Recorded data:
START
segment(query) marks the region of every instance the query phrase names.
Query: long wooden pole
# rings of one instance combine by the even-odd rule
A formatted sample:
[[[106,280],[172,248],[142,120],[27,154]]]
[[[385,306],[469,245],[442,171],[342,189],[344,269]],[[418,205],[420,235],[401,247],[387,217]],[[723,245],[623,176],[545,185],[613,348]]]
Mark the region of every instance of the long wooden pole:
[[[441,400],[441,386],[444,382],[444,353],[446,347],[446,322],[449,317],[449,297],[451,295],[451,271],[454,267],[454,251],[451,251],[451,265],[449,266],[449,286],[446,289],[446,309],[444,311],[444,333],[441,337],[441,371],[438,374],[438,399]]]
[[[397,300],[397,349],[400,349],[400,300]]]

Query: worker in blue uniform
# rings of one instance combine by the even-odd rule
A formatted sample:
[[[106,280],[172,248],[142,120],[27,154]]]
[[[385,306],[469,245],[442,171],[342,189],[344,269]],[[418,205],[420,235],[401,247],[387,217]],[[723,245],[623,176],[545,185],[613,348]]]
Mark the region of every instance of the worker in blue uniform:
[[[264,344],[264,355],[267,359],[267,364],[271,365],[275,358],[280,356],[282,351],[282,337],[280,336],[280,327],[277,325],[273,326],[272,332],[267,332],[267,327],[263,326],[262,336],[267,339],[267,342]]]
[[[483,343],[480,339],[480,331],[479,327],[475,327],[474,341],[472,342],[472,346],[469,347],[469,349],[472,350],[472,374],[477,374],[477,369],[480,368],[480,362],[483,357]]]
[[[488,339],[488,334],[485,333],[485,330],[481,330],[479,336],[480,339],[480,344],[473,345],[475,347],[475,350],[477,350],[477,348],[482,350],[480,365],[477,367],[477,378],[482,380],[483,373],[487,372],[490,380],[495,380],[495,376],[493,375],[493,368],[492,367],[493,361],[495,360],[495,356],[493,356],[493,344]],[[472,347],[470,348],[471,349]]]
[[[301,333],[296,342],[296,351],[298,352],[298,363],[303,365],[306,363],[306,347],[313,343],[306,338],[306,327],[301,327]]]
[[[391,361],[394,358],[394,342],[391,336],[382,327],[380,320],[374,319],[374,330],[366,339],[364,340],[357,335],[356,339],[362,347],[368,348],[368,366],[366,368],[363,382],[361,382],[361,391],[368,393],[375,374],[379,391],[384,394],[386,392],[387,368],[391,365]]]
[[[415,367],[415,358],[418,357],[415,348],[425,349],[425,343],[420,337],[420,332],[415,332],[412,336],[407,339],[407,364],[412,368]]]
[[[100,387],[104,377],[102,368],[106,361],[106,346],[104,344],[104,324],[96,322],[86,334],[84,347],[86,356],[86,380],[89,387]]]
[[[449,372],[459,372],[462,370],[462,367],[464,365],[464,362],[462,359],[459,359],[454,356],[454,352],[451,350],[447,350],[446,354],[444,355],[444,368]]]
END
▸ WHAT THE TASK ASKS
Pull out every line above that contains the word "blue".

▸ SOLUTION TO THIS EXERCISE
Query: worker in blue uniform
Mark the region of every instance of the worker in blue uniform:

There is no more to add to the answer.